*EXERCISE AIM*. Repeat each line of the material below exactly as it appears, minus any pictures.

>>>>

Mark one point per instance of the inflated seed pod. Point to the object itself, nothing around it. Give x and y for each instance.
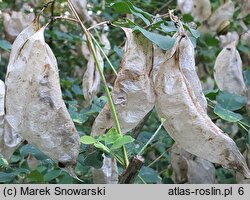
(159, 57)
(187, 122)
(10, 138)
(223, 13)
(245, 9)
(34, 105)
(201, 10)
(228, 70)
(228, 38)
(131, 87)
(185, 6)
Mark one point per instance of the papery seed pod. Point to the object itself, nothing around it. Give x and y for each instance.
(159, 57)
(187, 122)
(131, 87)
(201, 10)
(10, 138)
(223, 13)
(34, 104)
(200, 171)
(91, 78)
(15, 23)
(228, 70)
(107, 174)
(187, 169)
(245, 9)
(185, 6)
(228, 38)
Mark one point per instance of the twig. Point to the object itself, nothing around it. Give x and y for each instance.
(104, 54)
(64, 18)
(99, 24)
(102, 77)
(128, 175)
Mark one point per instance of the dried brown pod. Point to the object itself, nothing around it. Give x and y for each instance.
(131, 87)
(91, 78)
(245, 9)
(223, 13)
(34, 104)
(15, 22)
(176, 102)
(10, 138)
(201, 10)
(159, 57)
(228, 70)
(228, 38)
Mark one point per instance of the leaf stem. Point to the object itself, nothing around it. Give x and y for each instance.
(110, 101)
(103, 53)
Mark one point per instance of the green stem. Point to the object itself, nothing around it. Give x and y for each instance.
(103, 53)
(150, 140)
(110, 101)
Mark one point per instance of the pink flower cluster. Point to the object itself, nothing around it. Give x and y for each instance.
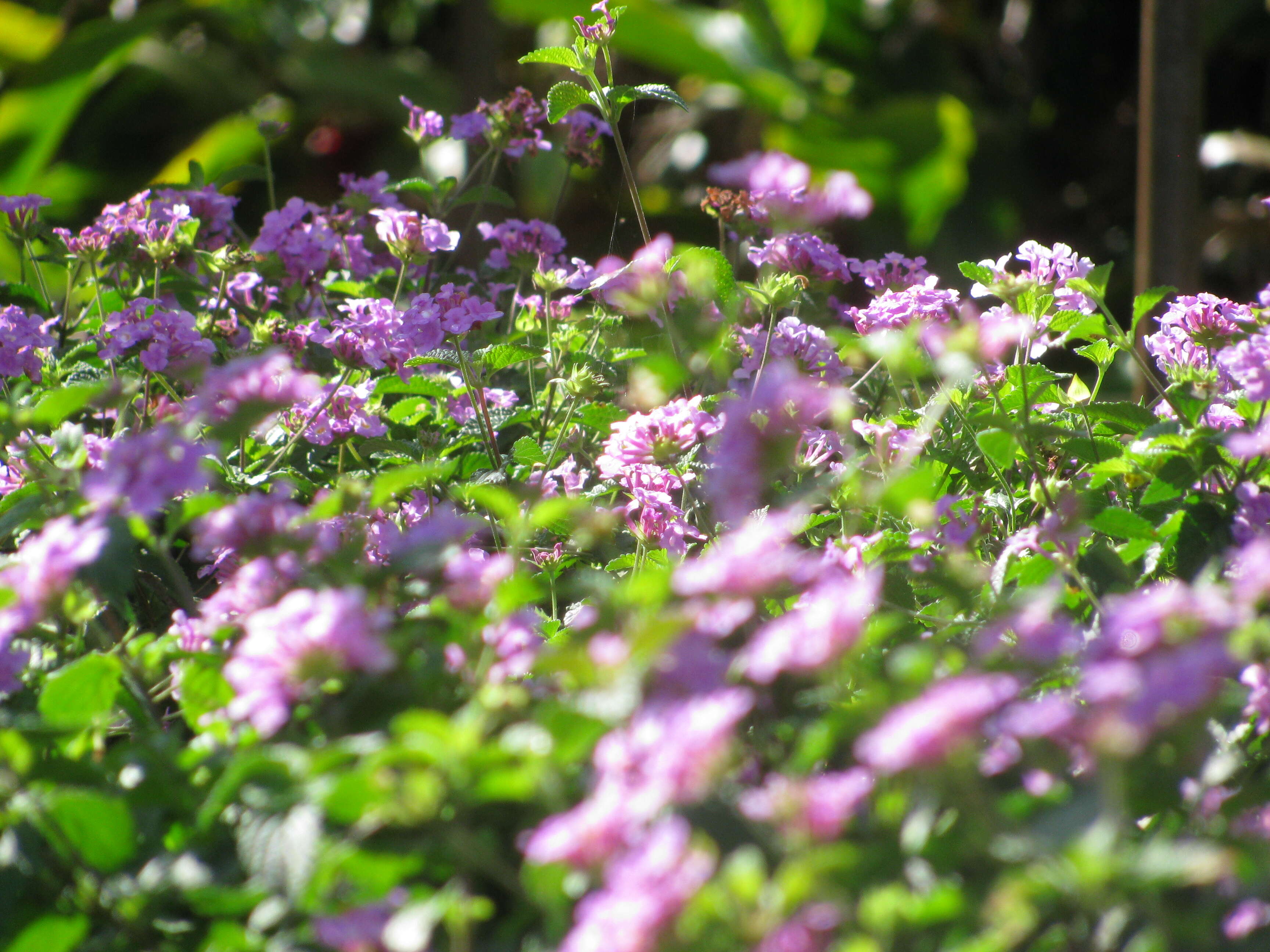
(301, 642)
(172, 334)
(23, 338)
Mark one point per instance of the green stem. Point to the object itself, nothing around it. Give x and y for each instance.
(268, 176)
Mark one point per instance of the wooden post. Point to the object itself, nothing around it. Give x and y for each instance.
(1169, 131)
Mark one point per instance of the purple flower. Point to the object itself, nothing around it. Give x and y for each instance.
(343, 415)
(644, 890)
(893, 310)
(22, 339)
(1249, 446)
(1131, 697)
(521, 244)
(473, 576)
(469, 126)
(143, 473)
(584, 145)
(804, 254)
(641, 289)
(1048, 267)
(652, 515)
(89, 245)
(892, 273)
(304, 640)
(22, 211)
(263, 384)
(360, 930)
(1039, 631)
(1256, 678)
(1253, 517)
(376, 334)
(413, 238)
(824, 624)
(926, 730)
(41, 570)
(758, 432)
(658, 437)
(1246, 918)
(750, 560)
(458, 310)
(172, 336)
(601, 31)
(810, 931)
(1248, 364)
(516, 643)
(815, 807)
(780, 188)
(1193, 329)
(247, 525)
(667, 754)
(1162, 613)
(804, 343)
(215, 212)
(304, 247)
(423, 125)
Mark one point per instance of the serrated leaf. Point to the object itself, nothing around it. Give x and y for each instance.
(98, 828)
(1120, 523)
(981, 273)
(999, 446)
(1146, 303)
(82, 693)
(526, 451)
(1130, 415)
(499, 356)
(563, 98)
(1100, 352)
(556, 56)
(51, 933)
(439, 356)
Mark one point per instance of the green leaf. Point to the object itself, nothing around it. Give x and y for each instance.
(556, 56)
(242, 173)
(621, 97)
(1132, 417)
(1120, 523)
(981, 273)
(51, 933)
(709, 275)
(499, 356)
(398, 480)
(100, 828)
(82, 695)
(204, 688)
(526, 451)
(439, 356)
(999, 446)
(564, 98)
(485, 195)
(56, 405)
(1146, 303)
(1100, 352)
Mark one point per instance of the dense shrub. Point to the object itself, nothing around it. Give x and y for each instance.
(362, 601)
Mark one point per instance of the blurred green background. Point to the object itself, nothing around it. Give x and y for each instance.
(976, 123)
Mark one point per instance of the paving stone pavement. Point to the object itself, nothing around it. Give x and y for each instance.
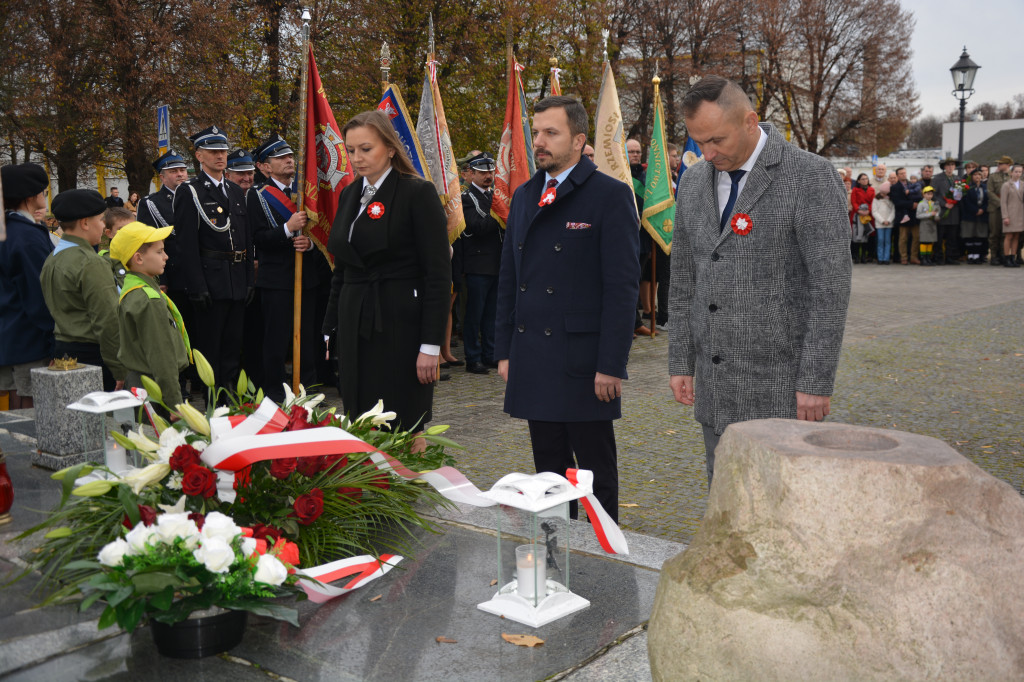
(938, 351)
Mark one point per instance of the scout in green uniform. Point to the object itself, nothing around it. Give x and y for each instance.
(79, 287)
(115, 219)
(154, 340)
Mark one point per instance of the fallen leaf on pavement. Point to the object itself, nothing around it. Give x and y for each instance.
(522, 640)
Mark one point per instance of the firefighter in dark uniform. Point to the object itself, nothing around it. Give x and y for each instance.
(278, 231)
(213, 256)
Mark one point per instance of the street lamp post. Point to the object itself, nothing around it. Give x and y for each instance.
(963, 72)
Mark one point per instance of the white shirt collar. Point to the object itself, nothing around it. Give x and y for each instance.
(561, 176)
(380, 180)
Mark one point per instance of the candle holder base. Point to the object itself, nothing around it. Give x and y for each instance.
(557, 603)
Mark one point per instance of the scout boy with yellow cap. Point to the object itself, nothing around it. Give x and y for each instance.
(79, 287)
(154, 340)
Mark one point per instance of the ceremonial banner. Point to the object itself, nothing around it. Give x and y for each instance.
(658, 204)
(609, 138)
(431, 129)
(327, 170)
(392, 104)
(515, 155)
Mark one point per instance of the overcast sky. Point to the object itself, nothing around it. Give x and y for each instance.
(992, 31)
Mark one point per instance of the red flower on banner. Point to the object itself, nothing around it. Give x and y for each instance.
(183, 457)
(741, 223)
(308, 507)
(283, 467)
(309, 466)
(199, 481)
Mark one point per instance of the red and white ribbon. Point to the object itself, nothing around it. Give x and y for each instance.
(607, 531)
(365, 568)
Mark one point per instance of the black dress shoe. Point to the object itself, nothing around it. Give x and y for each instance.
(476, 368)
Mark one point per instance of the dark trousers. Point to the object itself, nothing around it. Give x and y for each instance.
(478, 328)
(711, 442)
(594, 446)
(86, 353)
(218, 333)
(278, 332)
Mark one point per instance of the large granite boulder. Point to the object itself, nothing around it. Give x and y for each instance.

<<<<

*TASK SOLUTION*.
Mark one point per instance of the inflated seed pod. Point to the object itself, nothing around it. Give x and y for each instance.
(159, 57)
(187, 122)
(10, 138)
(223, 13)
(245, 9)
(34, 105)
(201, 10)
(228, 70)
(228, 38)
(131, 87)
(185, 6)
Mark one point per instance of the papery seed pod. Point to the object itself, nothing around it. Give x and y for each instance.
(159, 57)
(187, 122)
(131, 87)
(201, 10)
(10, 138)
(223, 13)
(34, 104)
(200, 171)
(91, 78)
(15, 23)
(228, 70)
(107, 174)
(187, 169)
(245, 9)
(185, 6)
(228, 38)
Mark one point per instance of the twig. Point to the object itself, nothing around it. Give x and y for each instance.
(104, 54)
(64, 18)
(99, 24)
(102, 77)
(128, 175)
Mark one point per instance of the dried brown pod. Point to the object itself, nothing around it. Give x and y for each instance.
(131, 87)
(91, 78)
(245, 9)
(223, 13)
(34, 104)
(15, 22)
(176, 102)
(10, 138)
(201, 10)
(159, 57)
(228, 70)
(228, 38)
Mark one point per instance of the leaf stem. Point to the object itself, nothing around it. Give x and y for each instance.
(110, 101)
(103, 53)
Mark one point per instance of the green stem. Point to the object itself, nothing around it. Give x and y for each instance.
(103, 53)
(150, 140)
(110, 101)
Mark one point per instance of the pink flower cluster. Point to the object itself, nothing around it. Give x and y for each instance.
(301, 642)
(172, 334)
(23, 338)
Mark one point per instance of the green stem. Point to the object itself, nothing around it. Give x and y for each instance.
(268, 176)
Mark one point per instance of the wooden post. Point to the object itself, nothing around it. Give x and y for each instance.
(1169, 131)
Mark one point per instance of the purple flower. Point to the object itself, nothing around it. Give x and y for each instance.
(343, 415)
(644, 890)
(893, 310)
(22, 339)
(1249, 446)
(1131, 697)
(521, 244)
(473, 576)
(469, 126)
(143, 473)
(584, 145)
(804, 254)
(641, 289)
(1048, 267)
(652, 515)
(89, 245)
(892, 273)
(304, 640)
(22, 211)
(263, 384)
(360, 930)
(1039, 631)
(1256, 678)
(1253, 517)
(376, 334)
(413, 238)
(824, 624)
(926, 730)
(41, 570)
(758, 432)
(658, 437)
(1246, 918)
(750, 560)
(458, 310)
(172, 336)
(601, 31)
(810, 931)
(1248, 364)
(516, 643)
(815, 807)
(780, 188)
(1193, 329)
(247, 525)
(667, 754)
(1162, 613)
(804, 343)
(215, 212)
(304, 247)
(423, 125)
Mark one point per instance of the serrated leaf. Point to the object itself, nothing around it. Give x and y for each instance.
(98, 828)
(1120, 523)
(981, 273)
(999, 446)
(1146, 303)
(82, 693)
(526, 451)
(1130, 415)
(499, 356)
(563, 98)
(1100, 352)
(556, 56)
(51, 933)
(439, 356)
Mark one point per instance of the green leaf. Point to the object itself, nothing around it. Give x and y for each instance.
(556, 56)
(242, 173)
(621, 97)
(1132, 417)
(1120, 523)
(981, 273)
(51, 933)
(709, 275)
(499, 356)
(398, 480)
(100, 828)
(82, 695)
(204, 688)
(526, 451)
(439, 356)
(999, 446)
(564, 98)
(485, 195)
(56, 405)
(1146, 303)
(1100, 352)
Mark one point per instance of the dense shrub. Point to the object itself, nothing around it. Give x and y for each instance.
(362, 601)
Mark one point per instance of the blurred green background. Point to the object itself, nothing around it. Give x and y for each instance.
(976, 123)
Mark one point per instance of the paving stone pavement. Point to the object itself, nothing around it. Give x and y for each instance.
(938, 351)
Mark one point per instance of the scout in green uniform. Point to the object itself, nothing around it. Give x and y for each instance.
(79, 287)
(115, 219)
(154, 340)
Mark one point per instance of the fallen leaf on pavement. Point to the object itself, nothing around it. Give x and y for each instance.
(522, 640)
Mark one point per instance of the firefighter in dark uniform. Point to the object itself, nothing around it. Give x and y for each instance.
(278, 231)
(213, 256)
Mark one point per instance of the street lamp post. Point to the object itself, nothing around it. Give x and y for each instance.
(963, 72)
Mark one point per instance of the white shirt collar. Point to the object itself, nothing around it. Give x and y for each instance.
(561, 176)
(380, 180)
Mark one point per instance of the candle holder base. Point to the object itself, nothing around it. Give x and y for each instance.
(557, 603)
Mark one point per instance of the scout boy with yellow cap. Point to the object itself, nothing around it. Give x and y for each instance.
(79, 287)
(154, 340)
Mark one point per instance of the ceremonial banner. Point to the object itself, nothing around it. Give x and y for each instance.
(658, 204)
(609, 138)
(431, 129)
(327, 170)
(392, 104)
(515, 155)
Mark one point per instance of the overcast sky. Point to the object itself, nothing around it. Give x and y for each instance.
(992, 31)
Mark one point per instance of the red flower on banner. Point to the object itself, nothing around it. Give x and y for each instance.
(183, 457)
(741, 223)
(308, 507)
(283, 467)
(309, 466)
(199, 481)
Mark one point per instance of the red and white ribbon. Point to the object itself, nothing around it. Give x and y for each instance.
(607, 531)
(365, 568)
Mark one point per instance of the black dress shoe. Point to the object itself, nothing around it. Give x and y for each instance.
(476, 368)
Mark one point per instance of the dark trousers. Point to the object itself, nothing around it. Give x and y for each instance.
(478, 328)
(711, 442)
(594, 446)
(86, 353)
(218, 333)
(278, 332)
Mark one point per instance of the large granite boulder. Point to the object itself, nothing around it. Give x and y for each instance.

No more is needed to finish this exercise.